## Dataset excerpts
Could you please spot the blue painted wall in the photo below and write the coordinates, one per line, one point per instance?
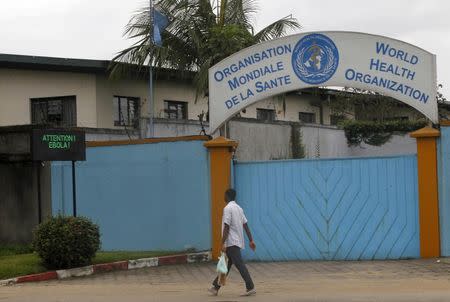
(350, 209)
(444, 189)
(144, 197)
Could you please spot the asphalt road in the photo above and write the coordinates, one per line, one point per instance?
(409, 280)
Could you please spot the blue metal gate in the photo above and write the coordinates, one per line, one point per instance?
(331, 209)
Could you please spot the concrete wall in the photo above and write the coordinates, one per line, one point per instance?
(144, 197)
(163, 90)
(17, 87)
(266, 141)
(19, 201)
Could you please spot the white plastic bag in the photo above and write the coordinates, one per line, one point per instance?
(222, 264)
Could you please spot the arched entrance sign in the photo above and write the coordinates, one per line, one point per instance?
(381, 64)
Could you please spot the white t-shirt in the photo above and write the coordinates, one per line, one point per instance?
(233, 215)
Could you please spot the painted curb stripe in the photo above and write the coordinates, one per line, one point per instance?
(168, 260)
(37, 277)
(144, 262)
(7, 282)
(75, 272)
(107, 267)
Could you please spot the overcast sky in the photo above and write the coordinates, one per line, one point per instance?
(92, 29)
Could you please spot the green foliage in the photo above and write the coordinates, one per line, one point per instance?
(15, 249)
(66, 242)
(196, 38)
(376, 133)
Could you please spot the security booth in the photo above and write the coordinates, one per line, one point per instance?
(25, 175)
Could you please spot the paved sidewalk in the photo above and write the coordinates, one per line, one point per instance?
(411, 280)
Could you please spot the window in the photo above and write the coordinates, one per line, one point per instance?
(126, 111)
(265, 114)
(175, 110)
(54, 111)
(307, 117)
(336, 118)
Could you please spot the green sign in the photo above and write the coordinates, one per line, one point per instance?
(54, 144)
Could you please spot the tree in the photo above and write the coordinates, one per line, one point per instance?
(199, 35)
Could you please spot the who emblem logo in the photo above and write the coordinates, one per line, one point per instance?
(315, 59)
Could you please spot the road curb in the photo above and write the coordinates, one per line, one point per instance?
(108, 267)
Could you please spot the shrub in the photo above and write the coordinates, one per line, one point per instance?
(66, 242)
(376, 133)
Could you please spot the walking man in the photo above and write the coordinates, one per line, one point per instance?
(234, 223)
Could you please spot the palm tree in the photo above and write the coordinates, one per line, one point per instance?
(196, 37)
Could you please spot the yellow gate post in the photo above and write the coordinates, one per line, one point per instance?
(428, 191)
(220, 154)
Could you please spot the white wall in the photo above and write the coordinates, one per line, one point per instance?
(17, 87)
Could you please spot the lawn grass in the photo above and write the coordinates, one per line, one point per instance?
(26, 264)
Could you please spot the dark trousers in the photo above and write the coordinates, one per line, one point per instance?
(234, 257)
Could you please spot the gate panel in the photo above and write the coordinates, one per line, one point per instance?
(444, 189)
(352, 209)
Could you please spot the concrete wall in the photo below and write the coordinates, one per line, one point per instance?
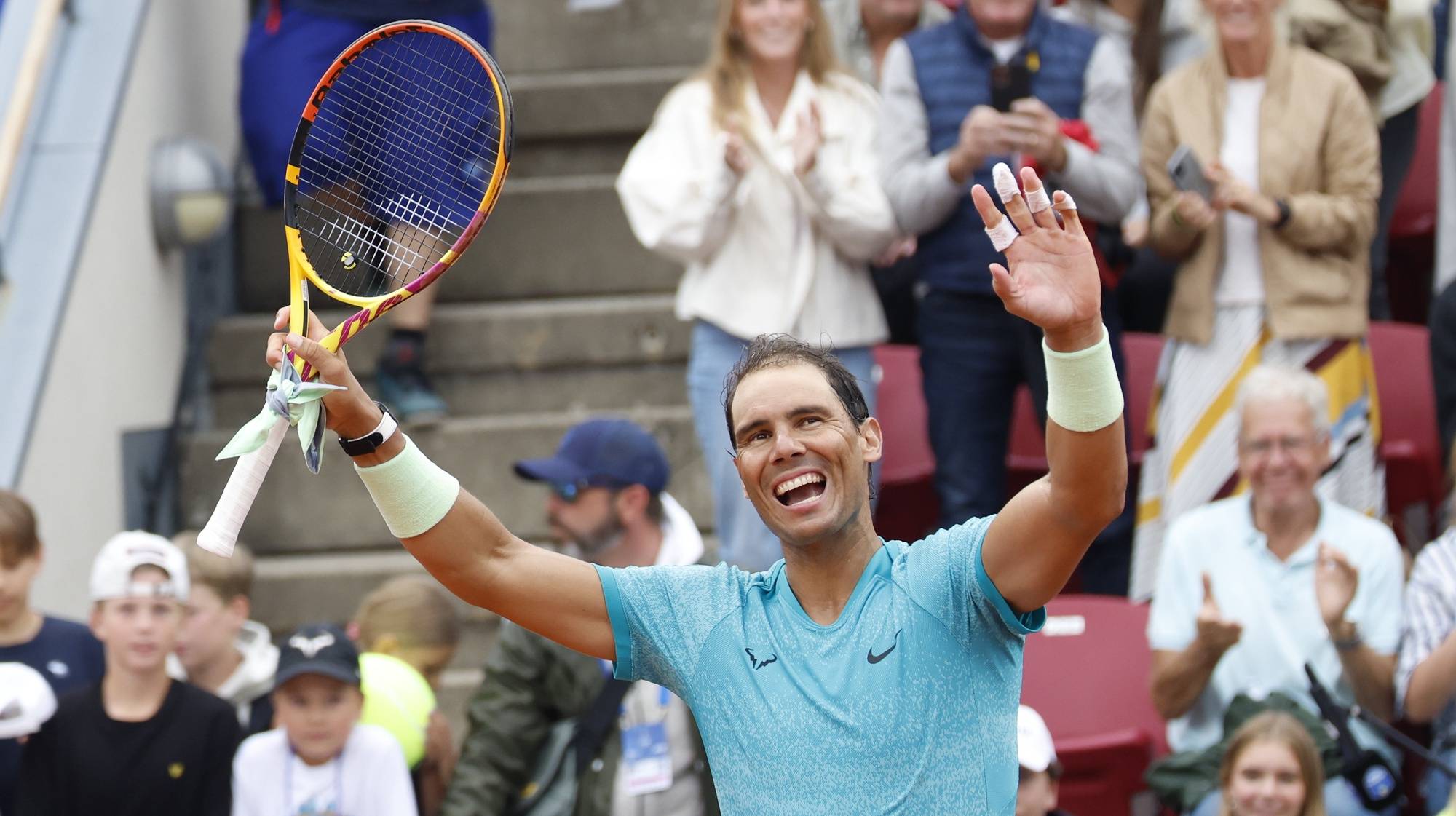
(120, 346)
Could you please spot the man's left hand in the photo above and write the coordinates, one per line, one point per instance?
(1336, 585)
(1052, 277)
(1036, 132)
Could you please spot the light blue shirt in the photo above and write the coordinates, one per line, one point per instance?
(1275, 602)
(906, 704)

## What is being asked
Set the pictures aside and repeat only the lines from the one containing "Could you please spot the white wall" through the last line of the entries above, exactly as they stand.

## Result of the exercise
Could you please spot the white wall in the photo above and write the coordinates, one per line, one point per instance?
(17, 87)
Could you please spot the lawn grass in the photo above and write the coordinates, one per line, one point per instance?
(26, 264)
Could you please spot the dark trousers in the photo above and write the coordinates, one per line, one point per instance?
(234, 257)
Could you please spot the gate panel in the photo above and write the coordinates, one per line, one point per instance?
(444, 189)
(352, 209)
Could you please spot the concrete wall in the photo below and write the coordinates, one per line, one point per instance?
(120, 346)
Could you please spot the man's left hand in the photo above and write the coordinates, one per line, one point per instance?
(1336, 585)
(1052, 277)
(1036, 132)
Could you please spot the light blue shirt in the photo above and write the coordinates, one per line, one point per instance?
(1275, 602)
(906, 704)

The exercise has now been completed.